# RECORD EXTRACTS

● ● ●

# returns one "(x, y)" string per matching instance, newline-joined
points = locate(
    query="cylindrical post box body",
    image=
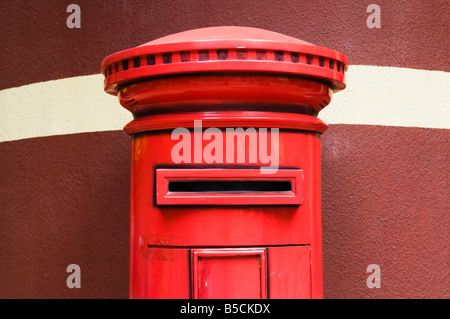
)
(225, 162)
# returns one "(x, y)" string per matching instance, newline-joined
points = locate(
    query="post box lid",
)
(223, 50)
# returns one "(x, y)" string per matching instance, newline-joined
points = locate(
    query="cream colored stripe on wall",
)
(374, 95)
(392, 96)
(71, 105)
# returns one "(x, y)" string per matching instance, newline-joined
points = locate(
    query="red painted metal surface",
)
(229, 273)
(194, 217)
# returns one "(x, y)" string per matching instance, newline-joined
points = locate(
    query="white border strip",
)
(66, 106)
(392, 96)
(374, 95)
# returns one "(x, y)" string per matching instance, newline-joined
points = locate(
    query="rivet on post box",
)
(225, 162)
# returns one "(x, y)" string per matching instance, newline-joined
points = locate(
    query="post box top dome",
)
(227, 49)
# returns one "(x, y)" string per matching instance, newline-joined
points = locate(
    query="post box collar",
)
(226, 49)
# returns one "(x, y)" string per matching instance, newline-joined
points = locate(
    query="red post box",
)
(225, 178)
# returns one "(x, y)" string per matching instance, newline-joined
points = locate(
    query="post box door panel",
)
(229, 273)
(167, 268)
(289, 270)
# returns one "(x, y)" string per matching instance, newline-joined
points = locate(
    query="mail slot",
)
(228, 187)
(225, 162)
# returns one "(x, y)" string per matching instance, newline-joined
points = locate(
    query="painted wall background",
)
(64, 160)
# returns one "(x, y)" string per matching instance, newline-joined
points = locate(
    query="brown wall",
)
(65, 199)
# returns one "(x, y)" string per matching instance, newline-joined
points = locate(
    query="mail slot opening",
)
(228, 187)
(233, 186)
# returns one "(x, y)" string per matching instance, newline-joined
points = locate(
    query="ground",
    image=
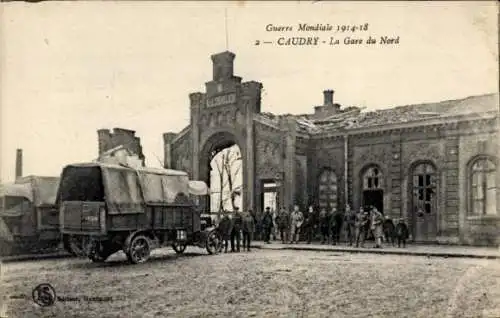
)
(260, 283)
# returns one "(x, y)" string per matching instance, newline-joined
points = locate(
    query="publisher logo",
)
(44, 295)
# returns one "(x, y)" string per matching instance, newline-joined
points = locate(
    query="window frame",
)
(472, 186)
(326, 192)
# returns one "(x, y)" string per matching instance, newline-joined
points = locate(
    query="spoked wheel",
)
(139, 250)
(6, 248)
(100, 254)
(214, 243)
(74, 245)
(179, 247)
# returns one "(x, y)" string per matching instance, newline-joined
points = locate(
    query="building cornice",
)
(413, 125)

● ● ●

# REQUIRED ACTION
Give every line of the records above again, exactly, and omit the pictures.

# ANSWER TO THIS EXERCISE
# returns one "(x, y)" string per matching instance, newline-joined
points = locate(
    query="cylindrical post box body",
    image=
)
(225, 162)
# returns one "(x, y)" string per matching instance, newline-joined
points = locate(
    query="post box lid",
)
(223, 50)
# returns one "(x, y)" string per matching instance, newline-joined
points = locate(
    query="cream colored stripe on wall",
)
(374, 95)
(392, 96)
(71, 105)
# returns one "(x, y)" string per matching instance, newline-joined
points = locate(
    query="red painted metal surface",
)
(229, 273)
(194, 217)
# returns one "(x, y)" string per matching instance, newline-joined
points = locate(
    query="white border strip",
)
(66, 106)
(392, 96)
(374, 95)
# returns one "(x, y)" string per matching instance, newline-joined
points = locate(
    query="rivet on post box",
)
(225, 162)
# returns one "(x, y)" string per matching instance, newline-joined
points = locate(
    query="post box top dome",
)
(227, 49)
# returns one "(x, y)" string per matching instance, newline-joined
points = locate(
    query="post box collar",
)
(226, 49)
# returns one "(x, y)" string per matching instance, newline-joined
points = locate(
    query="red post box",
)
(225, 178)
# returns one "(x, y)" string per matching instance, newline-joined
points = locate(
    query="post box door panel",
)
(229, 273)
(167, 268)
(289, 270)
# returns one "(x, y)" string per matching instance, newline-joined
points = locate(
    query="mail slot",
)
(228, 187)
(225, 162)
# returns one "(x, y)" string per matching instance, newline-joined
points = locate(
    query="painted wall background",
)
(64, 160)
# returns one "(x, y)" string per matching instance, newline-joined
points = locate(
    query="brown wall",
)
(65, 199)
# returns one "(x, y)" string per matching instance, newline-joined
points = locate(
    query="mail slot opening",
)
(228, 187)
(233, 186)
# returns one "(x, y)" string per matching instance, newline-joined
points = locate(
    query="ground",
    image=
)
(260, 283)
# returns one "(x, y)" string per matching instance, newline-joined
points = locate(
    query="publisher logo",
)
(44, 295)
# returns one "(x, y)" string per matching instance, newline-joined
points = locate(
    query="window frame",
)
(472, 186)
(326, 192)
# returns one "(x, y)" string per matching instance, newline-joined
points = locate(
    query="spoked wheel",
)
(139, 250)
(6, 248)
(100, 254)
(214, 243)
(74, 245)
(179, 247)
# returns one "(x, y)" string per matching instance, newline-joined
points = locate(
    query="building cornice",
)
(413, 125)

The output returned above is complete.